» **Selected passage**:
Tacoma, WA – On Monday, Representative Derek Kilmer (WA-06) co-sponsored the bipartisan Student Veteran Coronavirus Response Act Of 2020, introduced by House Committee on Veterans’ Affairs Chairman Mark Takano (D-CA) and Ranking Member Dr. Phil Roe (R-TN). The legislation aims to minimize the impact of the COVID-19 pandemic on student veterans as schools and universities have taken proactive measures to mitigate the spread of the virus.
“If you serve our country, the federal government should have your back,” said Rep. Kilmer. “By expanding protections for student veterans during emergencies like COVID-19, preserving the work-study program, and continuing housing benefits, we’ll be taking real steps to ensure that the government steps-up and gives student veterans the support they need as our nation works to combat and contain COVID-19.”
“As we respond to the coronavirus pandemic, we cannot forget about our student veterans. This bill package will make key fixes so veterans can continue their studies without interruption, loss of income, or unexpected bills,” said Chairman Takano. “Under this bipartisan legislation, we can ensure no students have their housing cut off, lose their work study payment, exhaust their disaster housing stipend continuation payments, or lose their benefits due to a school closure from COVID-19.”
Here’s how this new legislation works for student veterans:
- Work-Study During Emergencies: As institutions of higher learning are switching to solely online instruction and as campuses are shutting down as a precaution, student veterans who work on campus through VA’s work-study program will lose an important source of income. This bill gives VA the latitude to continue paying student veterans who lost their position on campus due to the COVID-19 outbreak.

» **Provided records**:
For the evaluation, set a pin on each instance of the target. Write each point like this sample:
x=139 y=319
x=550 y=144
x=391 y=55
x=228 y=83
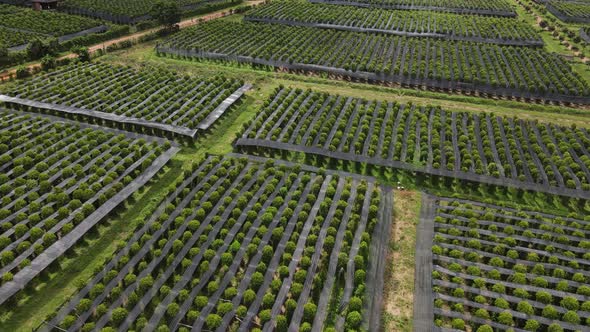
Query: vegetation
x=54 y=176
x=154 y=95
x=419 y=23
x=378 y=133
x=237 y=238
x=494 y=7
x=436 y=63
x=498 y=264
x=43 y=22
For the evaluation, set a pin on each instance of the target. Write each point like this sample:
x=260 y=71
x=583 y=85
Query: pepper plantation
x=299 y=165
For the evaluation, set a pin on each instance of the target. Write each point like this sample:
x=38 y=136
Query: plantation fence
x=107 y=117
x=380 y=77
x=57 y=249
x=564 y=17
x=423 y=294
x=64 y=38
x=129 y=134
x=376 y=267
x=474 y=11
x=499 y=41
x=504 y=182
x=124 y=19
x=220 y=110
x=584 y=35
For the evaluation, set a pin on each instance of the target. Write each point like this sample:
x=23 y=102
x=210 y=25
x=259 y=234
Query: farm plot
x=156 y=100
x=498 y=30
x=240 y=244
x=133 y=11
x=20 y=25
x=570 y=11
x=481 y=7
x=476 y=147
x=507 y=269
x=475 y=67
x=57 y=181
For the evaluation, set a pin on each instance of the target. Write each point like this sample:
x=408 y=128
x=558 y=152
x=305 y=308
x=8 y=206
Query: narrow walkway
x=423 y=296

» **Exercise description**: According to the press release about the student veteran bill, who introduced the Student Veteran Coronavirus Response Act of 2020? The records stand apart from the text and aren't related to it.

» **Exercise output**: House Committee on Veterans' Affairs Chairman Mark Takano (D-CA) and Ranking Member Dr. Phil Roe (R-TN) introduced it.